= Exercise tasks =
A - From the lentil lasagne recipe, list every vitamin and mineral that the opening description says the dish contains.
B - Write the rest of the method for the lentil lasagne recipe, starting with the step after the onion-and-garlic sauté.

= Text for analysis =
============

Lentil Lasagne With Smooth Tofu Ricotta

batch cooking delightful dinners recipes Sep 22, 2025

Lentil lasagne with tofu ricotta. Rich, creamy and filling. Packed with B vitamins, zinc, selenium, a mix plant protein and a bundle of fibre. Perfect with a dense green salad.

Serves: 2

Ingredients:

  • 6 sheets wholemeal lasagne
  • 150g firm tofu
  • 100g cooked lentils
  • 2 garlic cloves, finely chopped 
  • Half a red onion, sliced
  • 200ml passata
  • 2 tbsp nutritional yeast
  • ½ tsp oregano
  • 1.5 tbsp olive oil
  • Salt & pepper

Method:

  • Sauté the onion and 1 of the chopped garlic cloves in half a tbsp olive oil with a good pinch of sea salt, until the onion softens.

============

= Provided information =

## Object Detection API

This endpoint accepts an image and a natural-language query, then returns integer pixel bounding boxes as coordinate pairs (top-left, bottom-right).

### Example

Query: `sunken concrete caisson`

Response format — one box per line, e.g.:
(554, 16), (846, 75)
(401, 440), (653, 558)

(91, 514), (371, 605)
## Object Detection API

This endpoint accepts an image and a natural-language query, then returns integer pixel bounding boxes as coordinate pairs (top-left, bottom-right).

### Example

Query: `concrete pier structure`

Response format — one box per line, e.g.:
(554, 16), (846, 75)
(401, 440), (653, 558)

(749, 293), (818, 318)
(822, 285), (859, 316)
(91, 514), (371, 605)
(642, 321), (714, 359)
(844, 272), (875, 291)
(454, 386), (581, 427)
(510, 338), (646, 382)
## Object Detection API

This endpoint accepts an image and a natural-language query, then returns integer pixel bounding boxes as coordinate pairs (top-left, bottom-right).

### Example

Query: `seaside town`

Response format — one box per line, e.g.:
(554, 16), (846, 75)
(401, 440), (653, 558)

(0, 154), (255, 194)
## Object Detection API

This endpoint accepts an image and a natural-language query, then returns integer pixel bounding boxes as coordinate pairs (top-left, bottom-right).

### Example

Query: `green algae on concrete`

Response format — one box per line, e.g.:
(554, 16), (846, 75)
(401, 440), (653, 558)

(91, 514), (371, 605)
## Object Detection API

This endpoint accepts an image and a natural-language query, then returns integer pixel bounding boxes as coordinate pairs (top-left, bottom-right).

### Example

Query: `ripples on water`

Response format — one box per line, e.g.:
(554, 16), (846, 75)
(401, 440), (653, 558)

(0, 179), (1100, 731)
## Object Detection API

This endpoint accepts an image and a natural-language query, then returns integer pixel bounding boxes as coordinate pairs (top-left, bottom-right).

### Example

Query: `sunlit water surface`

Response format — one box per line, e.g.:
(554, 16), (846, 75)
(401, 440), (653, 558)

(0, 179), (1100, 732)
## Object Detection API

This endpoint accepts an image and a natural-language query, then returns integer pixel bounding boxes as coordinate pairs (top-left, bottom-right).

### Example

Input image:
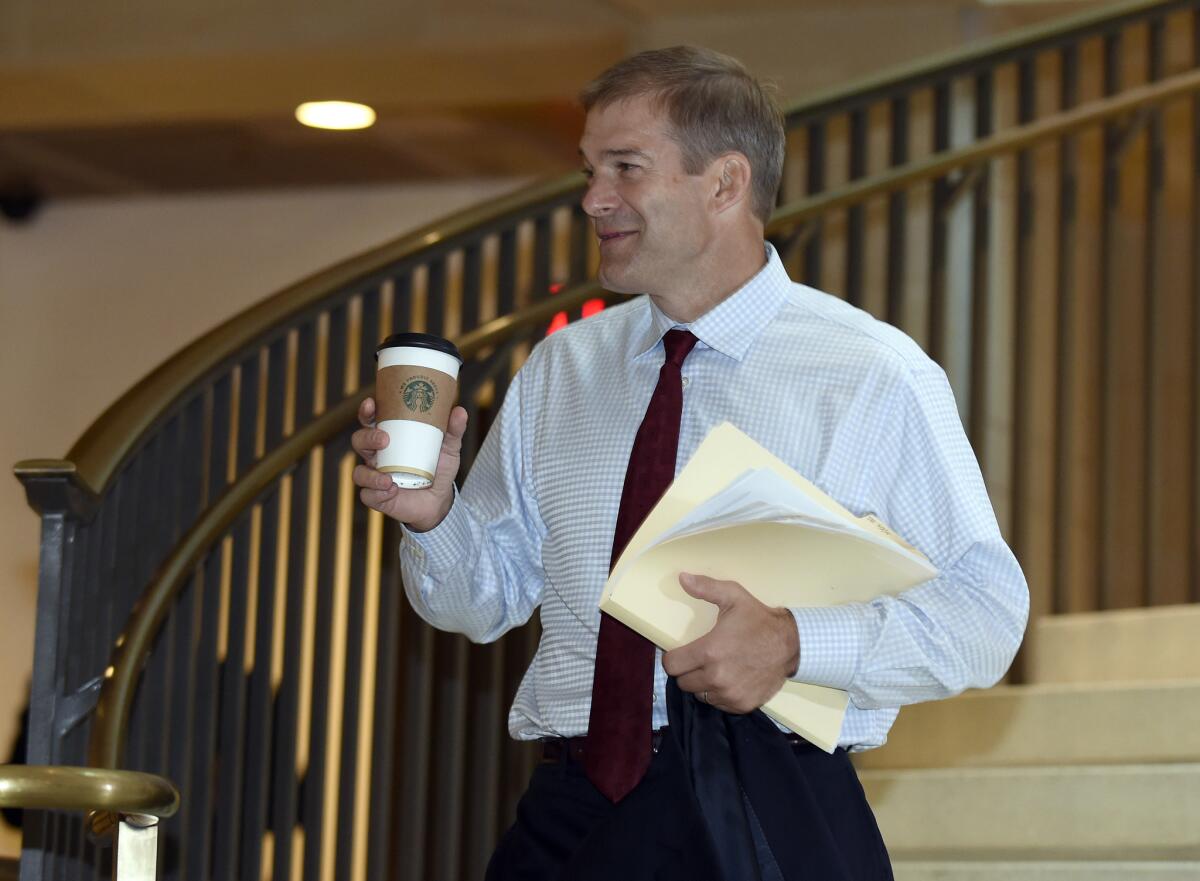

============

= Written answers =
A - B vitamins, zinc, selenium

B -
  • Add the lentils and the passata and stew them down to make a thick ragout type mixture.
  • In a food processor, blend the tofu with the additional 1tbsp olive oil, nutritional yeast, remaining garlic, and seasoning to make a creamy ricotta like texture. 
  • Layer the lentils and pasta sheets in a baking dish. Put a thin layer of the tofu ricotta in the middle layer. 
  • Finish with a thick layer of the tofu ricotta.
  • Bake at 190°C for 30 minutes until golden and bubbling.